* [Collection entries]
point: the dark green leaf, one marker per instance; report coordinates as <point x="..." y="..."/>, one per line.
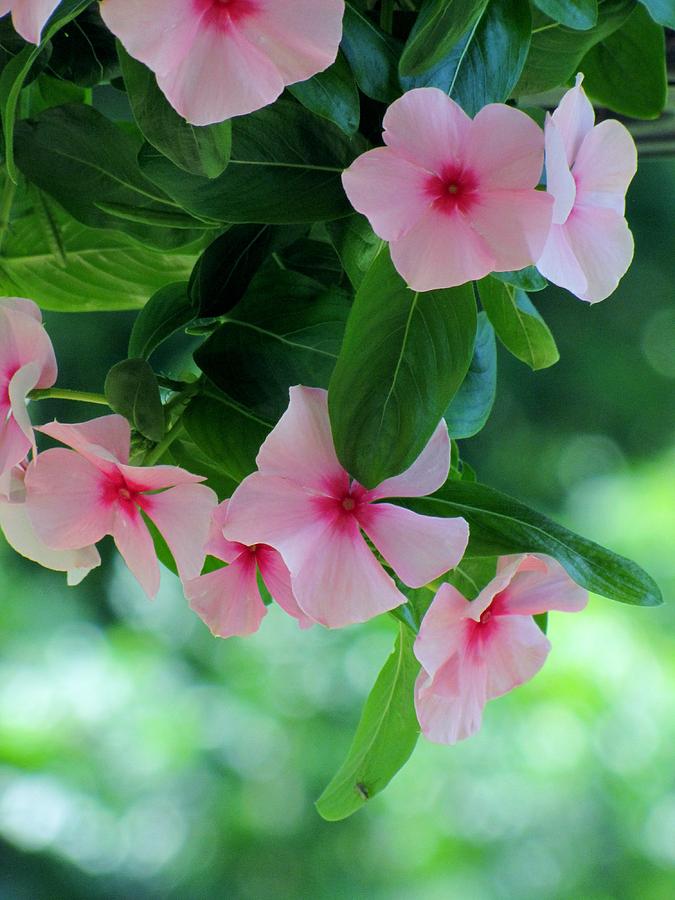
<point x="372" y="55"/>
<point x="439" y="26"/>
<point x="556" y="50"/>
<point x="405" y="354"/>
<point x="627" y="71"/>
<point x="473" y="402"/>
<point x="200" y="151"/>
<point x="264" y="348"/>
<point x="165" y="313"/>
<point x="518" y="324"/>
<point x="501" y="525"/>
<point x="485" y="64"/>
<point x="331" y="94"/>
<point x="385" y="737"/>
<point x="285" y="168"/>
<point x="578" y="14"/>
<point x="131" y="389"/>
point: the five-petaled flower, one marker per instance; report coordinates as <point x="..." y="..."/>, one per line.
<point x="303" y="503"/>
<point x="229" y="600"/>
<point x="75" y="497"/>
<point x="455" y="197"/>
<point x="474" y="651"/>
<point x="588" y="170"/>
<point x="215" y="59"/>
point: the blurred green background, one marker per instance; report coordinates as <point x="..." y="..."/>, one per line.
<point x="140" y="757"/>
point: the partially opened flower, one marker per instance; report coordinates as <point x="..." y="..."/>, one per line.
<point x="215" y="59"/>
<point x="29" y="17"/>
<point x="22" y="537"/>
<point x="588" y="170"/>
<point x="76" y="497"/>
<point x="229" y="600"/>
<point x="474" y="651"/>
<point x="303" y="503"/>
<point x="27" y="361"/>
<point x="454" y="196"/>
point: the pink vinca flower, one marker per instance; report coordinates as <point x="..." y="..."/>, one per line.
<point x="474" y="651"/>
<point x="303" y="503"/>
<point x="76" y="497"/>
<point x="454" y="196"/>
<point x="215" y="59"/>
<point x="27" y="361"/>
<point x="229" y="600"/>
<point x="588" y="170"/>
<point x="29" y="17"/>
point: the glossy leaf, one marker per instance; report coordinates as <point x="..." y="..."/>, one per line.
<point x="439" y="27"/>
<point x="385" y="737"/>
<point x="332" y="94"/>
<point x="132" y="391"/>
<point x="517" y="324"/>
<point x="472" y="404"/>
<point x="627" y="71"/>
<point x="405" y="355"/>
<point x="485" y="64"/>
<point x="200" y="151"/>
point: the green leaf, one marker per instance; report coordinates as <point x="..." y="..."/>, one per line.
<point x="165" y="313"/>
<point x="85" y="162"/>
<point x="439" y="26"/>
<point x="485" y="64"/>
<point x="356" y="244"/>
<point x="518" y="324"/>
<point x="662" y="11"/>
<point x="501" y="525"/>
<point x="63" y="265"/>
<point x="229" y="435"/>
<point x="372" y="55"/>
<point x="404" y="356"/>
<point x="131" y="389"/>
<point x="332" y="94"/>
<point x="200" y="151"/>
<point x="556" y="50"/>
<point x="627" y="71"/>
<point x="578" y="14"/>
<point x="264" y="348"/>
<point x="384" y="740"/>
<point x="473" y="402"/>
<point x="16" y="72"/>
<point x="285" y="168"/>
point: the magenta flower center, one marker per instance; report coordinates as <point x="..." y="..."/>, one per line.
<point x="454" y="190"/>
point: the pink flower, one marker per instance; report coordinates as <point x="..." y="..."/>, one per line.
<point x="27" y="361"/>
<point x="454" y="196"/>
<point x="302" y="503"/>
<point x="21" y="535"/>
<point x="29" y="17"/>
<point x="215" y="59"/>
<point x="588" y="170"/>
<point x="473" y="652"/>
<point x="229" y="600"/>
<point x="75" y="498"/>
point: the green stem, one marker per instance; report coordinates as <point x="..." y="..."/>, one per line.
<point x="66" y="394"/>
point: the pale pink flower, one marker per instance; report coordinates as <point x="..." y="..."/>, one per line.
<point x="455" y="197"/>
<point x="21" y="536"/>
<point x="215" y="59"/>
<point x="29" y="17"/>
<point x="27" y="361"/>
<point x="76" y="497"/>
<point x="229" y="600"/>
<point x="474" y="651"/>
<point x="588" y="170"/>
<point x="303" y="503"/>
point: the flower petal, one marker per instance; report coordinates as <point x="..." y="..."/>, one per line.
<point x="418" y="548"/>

* [Aim]
Arrange all of the items above as a two-column CSV with the header columns "label" and "points". Give one row per item, each field quoted, with line breaks turned into spaces and the pictures left out.

* [Solution to this problem]
label,points
"point: the dark green leaf, one marker per instance; report coordinates as <point x=""..."" y=""...""/>, one per line.","<point x=""372"" y=""55""/> <point x=""439"" y=""26""/> <point x=""556"" y=""50""/> <point x=""405"" y=""354""/> <point x=""627"" y=""71""/> <point x=""473"" y=""402""/> <point x=""200"" y=""151""/> <point x=""264"" y=""348""/> <point x=""165"" y=""313""/> <point x=""518"" y=""324""/> <point x=""501"" y=""525""/> <point x=""485"" y=""64""/> <point x=""331"" y=""94""/> <point x=""385"" y=""737""/> <point x=""285"" y=""168""/> <point x=""578"" y=""14""/> <point x=""131"" y=""389""/>"
"point: the five-petaled flower, one marker per instance; report coordinates as <point x=""..."" y=""...""/>, one per line.","<point x=""303"" y=""503""/> <point x=""229"" y=""600""/> <point x=""75"" y=""497""/> <point x=""455"" y=""197""/> <point x=""474"" y=""651""/> <point x=""588"" y=""170""/> <point x=""215"" y=""59""/>"
"point: the blurred green background, one marker per instance; report coordinates as <point x=""..."" y=""...""/>, one per line.","<point x=""140"" y=""757""/>"
"point: the partially opened flower, one marker per instance; report coordinates as <point x=""..."" y=""...""/>, one per line.","<point x=""215"" y=""59""/> <point x=""29"" y=""17""/> <point x=""22"" y=""537""/> <point x=""588"" y=""170""/> <point x=""76"" y=""497""/> <point x=""229"" y=""600""/> <point x=""474"" y=""651""/> <point x=""303"" y=""503""/> <point x=""27"" y=""361""/> <point x=""454"" y=""196""/>"
"point: the pink vinca flower, one marker per instance; report coordinates as <point x=""..."" y=""...""/>, one per line.","<point x=""474"" y=""651""/> <point x=""303"" y=""503""/> <point x=""76"" y=""497""/> <point x=""454"" y=""196""/> <point x=""215"" y=""59""/> <point x=""27"" y=""361""/> <point x=""229"" y=""600""/> <point x=""588"" y=""170""/> <point x=""29"" y=""17""/>"
"point: the glossy leaf, one marker per instance; report coordinates as <point x=""..."" y=""...""/>, one per line.","<point x=""439"" y=""27""/> <point x=""385"" y=""737""/> <point x=""332"" y=""94""/> <point x=""132"" y=""391""/> <point x=""517"" y=""324""/> <point x=""472"" y=""404""/> <point x=""627"" y=""71""/> <point x=""405"" y=""355""/> <point x=""485"" y=""64""/> <point x=""200"" y=""151""/>"
"point: the green leaf, one marker per instance; report coordinates as <point x=""..."" y=""...""/>, one per line.","<point x=""165"" y=""313""/> <point x=""85"" y=""162""/> <point x=""439"" y=""26""/> <point x=""485"" y=""64""/> <point x=""356"" y=""244""/> <point x=""518"" y=""324""/> <point x=""662"" y=""11""/> <point x=""501"" y=""525""/> <point x=""63"" y=""265""/> <point x=""229"" y=""435""/> <point x=""372"" y=""55""/> <point x=""404"" y=""356""/> <point x=""131"" y=""389""/> <point x=""332"" y=""94""/> <point x=""200"" y=""151""/> <point x=""556"" y=""50""/> <point x=""627"" y=""71""/> <point x=""578"" y=""14""/> <point x=""264"" y=""348""/> <point x=""384"" y=""740""/> <point x=""473"" y=""402""/> <point x=""16"" y=""72""/> <point x=""285"" y=""168""/>"
"point: the magenta flower center, one marker per instance; report coordinates as <point x=""..."" y=""...""/>, one per line.","<point x=""454"" y=""190""/>"
"point: the pink flower, one marker per instance; report coordinates as <point x=""..."" y=""...""/>, one per line.","<point x=""27"" y=""361""/> <point x=""454"" y=""196""/> <point x=""302"" y=""503""/> <point x=""21"" y=""535""/> <point x=""29"" y=""17""/> <point x=""215"" y=""59""/> <point x=""588"" y=""170""/> <point x=""473"" y=""652""/> <point x=""229"" y=""600""/> <point x=""75"" y=""498""/>"
"point: the green stem, one marker per instance; report coordinates as <point x=""..."" y=""...""/>, one per line.","<point x=""66"" y=""394""/>"
"point: the pale pink flower, one marker per instance; report coordinates as <point x=""..."" y=""...""/>, one per line.","<point x=""455"" y=""197""/> <point x=""21"" y=""536""/> <point x=""215"" y=""59""/> <point x=""29"" y=""17""/> <point x=""27"" y=""361""/> <point x=""76"" y=""497""/> <point x=""229"" y=""600""/> <point x=""474"" y=""651""/> <point x=""588"" y=""170""/> <point x=""303"" y=""503""/>"
"point: the flower petal, one marker per instance; report coordinates as <point x=""..."" y=""...""/>, one per line.","<point x=""418"" y=""548""/>"